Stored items
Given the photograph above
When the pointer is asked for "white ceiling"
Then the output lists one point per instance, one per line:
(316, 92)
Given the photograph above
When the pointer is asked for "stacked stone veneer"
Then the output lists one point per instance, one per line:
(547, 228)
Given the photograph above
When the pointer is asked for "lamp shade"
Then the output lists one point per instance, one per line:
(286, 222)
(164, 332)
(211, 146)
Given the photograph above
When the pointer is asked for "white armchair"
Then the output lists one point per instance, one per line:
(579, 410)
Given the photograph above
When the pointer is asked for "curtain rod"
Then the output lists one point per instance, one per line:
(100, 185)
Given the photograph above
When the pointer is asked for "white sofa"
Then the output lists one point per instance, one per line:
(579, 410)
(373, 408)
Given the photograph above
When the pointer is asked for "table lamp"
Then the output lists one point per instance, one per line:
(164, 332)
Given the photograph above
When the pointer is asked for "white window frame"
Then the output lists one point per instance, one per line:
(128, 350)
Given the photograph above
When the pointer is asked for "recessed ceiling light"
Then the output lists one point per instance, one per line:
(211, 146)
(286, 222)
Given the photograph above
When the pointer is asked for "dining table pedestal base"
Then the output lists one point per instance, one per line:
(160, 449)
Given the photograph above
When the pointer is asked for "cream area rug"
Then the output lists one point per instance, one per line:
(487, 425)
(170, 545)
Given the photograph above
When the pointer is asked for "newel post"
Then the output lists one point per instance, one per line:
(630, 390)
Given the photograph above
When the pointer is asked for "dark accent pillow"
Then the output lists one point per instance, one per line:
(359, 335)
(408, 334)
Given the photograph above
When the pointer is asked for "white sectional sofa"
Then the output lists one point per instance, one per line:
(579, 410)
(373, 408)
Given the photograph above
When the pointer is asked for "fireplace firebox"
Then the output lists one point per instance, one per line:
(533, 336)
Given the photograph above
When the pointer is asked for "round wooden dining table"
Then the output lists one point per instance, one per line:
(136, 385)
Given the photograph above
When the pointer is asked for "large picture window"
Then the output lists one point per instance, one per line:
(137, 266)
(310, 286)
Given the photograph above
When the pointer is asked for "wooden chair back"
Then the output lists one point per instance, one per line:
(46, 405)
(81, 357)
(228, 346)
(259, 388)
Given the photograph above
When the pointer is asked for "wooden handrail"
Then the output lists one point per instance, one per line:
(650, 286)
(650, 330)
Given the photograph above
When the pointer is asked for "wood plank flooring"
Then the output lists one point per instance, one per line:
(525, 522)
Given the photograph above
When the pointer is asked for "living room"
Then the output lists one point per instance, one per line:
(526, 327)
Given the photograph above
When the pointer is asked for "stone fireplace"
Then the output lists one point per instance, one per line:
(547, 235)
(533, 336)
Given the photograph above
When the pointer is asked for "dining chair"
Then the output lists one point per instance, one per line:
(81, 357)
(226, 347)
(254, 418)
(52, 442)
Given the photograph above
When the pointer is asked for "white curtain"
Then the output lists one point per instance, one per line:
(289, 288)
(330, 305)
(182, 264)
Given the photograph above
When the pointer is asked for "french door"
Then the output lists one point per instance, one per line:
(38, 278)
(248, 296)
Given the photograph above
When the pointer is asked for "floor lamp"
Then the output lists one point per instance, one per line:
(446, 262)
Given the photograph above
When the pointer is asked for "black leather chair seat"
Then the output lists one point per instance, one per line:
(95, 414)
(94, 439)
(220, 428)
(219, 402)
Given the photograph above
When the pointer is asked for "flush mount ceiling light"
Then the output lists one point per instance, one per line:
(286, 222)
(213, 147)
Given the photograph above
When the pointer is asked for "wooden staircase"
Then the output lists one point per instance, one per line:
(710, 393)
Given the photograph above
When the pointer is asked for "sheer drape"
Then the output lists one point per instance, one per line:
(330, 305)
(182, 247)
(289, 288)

● The task
Among the records, find all lines that include the string "dining" and return them.

● Problem solution
When the pointer is asked for "dining table pedestal base"
When the pointer is asked for "round wooden dining table"
When the pointer is asked for "dining chair"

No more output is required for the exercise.